It is amazing how much has been both learned and forgotten in the past three months — 94 days to be exact.

In that time, since the first resident in Warren County tested positive for COVID-19, we have gone from near panic and hysteria about the virus to now coming to a point where safety measures and precautions are all but ignored.

During the height of local and state shelter-in-place orders, we wrote an editorial challenging our leaders to learn from the mistakes made early in the pandemic; errors such as declaring certain businesses non-essential and putting restrictions in place that could never have been enforced.

But while plenty has changed in the past 94 days, and other things are forgotten, the virus and our need to take it seriously have remained.

Over the past 10 days, Warren County has seen 145 new confirmed cases of the virus and, sadly, three deaths. As our economy has opened up, beginning with the May 21 openings of the state’s casinos, we have seen 289 reported cases, which accounts for 68 percent of all the cases reported thus far during the pandemic.

While we can all agree that we have seen more cases as the economy has restarted, we can also agree that we cannot go back to a time when the economy and our society was shut down.

We must accept new normals. We must accept there are new risks and, because of those risks, there are new responsibilities.

We as individuals have a responsibility to ourselves, our families and our community. We as individuals have the responsibility to adhere to the guidelines put in place by those whose job it is to study and ultimately defeat this virus.

The very structure of our government and society allows for the freedoms that make us a great nation and leave us susceptible to a virus like this one doing such great damage. We are a free nation and an open society, both in the ideas we can discuss and in how we can go about our lives.

As we prepare for the Fourth of July holiday weekend — a three-day weekend for many — it is important we remember the advice from our health experts: wear a mask when in public; use hand sanitizer; adhere to social distancing measures; and keep the size of our indoor and outdoor gatherings limited.

This weekend is a time to celebrate our independence, but during a pandemic of this nature and of this proportion it is also important to remember independence brings with it great responsibility. We are dependent upon one another.

Do your part to slow the spread of this virus. Do your part to flatten a curve that continues to spike. Do your part to save lives.

DATASET RECORDS:
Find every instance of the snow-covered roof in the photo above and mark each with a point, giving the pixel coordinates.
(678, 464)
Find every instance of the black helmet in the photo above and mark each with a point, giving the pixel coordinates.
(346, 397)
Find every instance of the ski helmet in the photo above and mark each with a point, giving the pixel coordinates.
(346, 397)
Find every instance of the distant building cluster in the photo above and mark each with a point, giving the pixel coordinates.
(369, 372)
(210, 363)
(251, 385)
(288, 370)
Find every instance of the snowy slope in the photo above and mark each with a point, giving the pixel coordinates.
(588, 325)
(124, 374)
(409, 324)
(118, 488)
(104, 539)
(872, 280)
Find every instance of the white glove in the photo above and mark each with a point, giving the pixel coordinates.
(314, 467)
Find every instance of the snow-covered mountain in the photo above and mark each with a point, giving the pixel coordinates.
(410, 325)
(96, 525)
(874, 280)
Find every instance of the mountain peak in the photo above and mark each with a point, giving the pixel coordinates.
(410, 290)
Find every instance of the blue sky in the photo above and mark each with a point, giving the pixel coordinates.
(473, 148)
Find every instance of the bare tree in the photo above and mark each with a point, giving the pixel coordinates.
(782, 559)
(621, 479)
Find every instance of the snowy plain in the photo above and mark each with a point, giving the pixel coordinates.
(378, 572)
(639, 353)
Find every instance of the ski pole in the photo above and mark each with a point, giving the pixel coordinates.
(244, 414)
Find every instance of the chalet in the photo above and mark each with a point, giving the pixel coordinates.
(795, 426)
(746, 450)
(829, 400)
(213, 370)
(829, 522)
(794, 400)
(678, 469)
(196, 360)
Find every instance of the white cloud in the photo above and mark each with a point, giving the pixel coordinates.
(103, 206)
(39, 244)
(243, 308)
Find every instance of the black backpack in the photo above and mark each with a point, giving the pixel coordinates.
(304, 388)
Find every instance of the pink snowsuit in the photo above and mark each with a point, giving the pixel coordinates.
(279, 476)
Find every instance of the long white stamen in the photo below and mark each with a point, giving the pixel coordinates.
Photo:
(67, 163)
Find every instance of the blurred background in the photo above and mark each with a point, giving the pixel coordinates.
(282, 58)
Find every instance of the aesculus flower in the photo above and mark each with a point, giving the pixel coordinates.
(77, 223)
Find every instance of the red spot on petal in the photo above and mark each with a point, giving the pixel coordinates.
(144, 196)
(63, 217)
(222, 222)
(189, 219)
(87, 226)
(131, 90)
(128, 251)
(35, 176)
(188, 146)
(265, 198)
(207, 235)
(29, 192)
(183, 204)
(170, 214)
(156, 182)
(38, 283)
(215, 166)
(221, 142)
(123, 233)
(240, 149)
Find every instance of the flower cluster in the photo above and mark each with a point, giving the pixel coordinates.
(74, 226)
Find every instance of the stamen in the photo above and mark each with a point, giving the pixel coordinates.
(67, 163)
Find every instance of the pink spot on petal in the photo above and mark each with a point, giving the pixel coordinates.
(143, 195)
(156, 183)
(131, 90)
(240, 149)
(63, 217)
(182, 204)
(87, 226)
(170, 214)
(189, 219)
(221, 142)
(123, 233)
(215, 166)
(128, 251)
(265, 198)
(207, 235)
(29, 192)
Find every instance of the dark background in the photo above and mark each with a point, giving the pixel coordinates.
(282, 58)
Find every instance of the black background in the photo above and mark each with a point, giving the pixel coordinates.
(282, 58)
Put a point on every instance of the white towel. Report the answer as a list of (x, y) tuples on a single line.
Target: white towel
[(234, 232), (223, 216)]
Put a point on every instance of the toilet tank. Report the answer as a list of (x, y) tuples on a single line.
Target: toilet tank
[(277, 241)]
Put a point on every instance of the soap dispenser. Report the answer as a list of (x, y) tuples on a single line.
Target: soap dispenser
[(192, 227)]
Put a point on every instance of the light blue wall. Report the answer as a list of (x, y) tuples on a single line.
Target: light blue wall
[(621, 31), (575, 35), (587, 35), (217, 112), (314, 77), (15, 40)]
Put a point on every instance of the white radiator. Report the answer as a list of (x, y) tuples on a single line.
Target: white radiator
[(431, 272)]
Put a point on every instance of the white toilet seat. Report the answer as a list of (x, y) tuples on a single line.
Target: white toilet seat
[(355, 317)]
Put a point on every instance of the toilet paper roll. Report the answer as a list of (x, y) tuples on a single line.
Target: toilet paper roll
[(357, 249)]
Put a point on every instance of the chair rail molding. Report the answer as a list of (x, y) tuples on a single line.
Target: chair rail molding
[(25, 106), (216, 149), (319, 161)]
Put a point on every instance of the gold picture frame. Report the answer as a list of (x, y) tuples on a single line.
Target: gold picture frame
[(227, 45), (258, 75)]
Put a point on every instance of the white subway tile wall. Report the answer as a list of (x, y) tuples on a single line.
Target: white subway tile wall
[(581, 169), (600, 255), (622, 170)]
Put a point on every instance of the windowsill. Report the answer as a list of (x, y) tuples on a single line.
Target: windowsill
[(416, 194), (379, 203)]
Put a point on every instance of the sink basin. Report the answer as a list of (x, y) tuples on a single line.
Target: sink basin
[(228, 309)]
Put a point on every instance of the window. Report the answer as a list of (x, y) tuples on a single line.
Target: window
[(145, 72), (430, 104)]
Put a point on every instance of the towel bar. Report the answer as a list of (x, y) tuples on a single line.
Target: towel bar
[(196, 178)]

WORK TASK A: The editorial on COVID-19 in Warren County says the nation is open to a virus like this one doing great damage. In one to three sentences, explain what reason the editorial gives for this.
WORK TASK B:
Answer these questions about the editorial on COVID-19 in Warren County.
(i) How many days had passed since the first Warren County resident tested positive?
(ii) What opened on May 21?
(iii) How many new confirmed cases did Warren County see over the past 10 days?

TASK OUTPUT A: The editorial says the structure of the country's government and society allows the freedoms that make it a great nation. Those same freedoms, as a free nation and an open society in both the ideas people discuss and how they live, leave it open to a virus like this one doing great damage.

TASK OUTPUT B:
(i) 94 days
(ii) The state's casinos
(iii) 145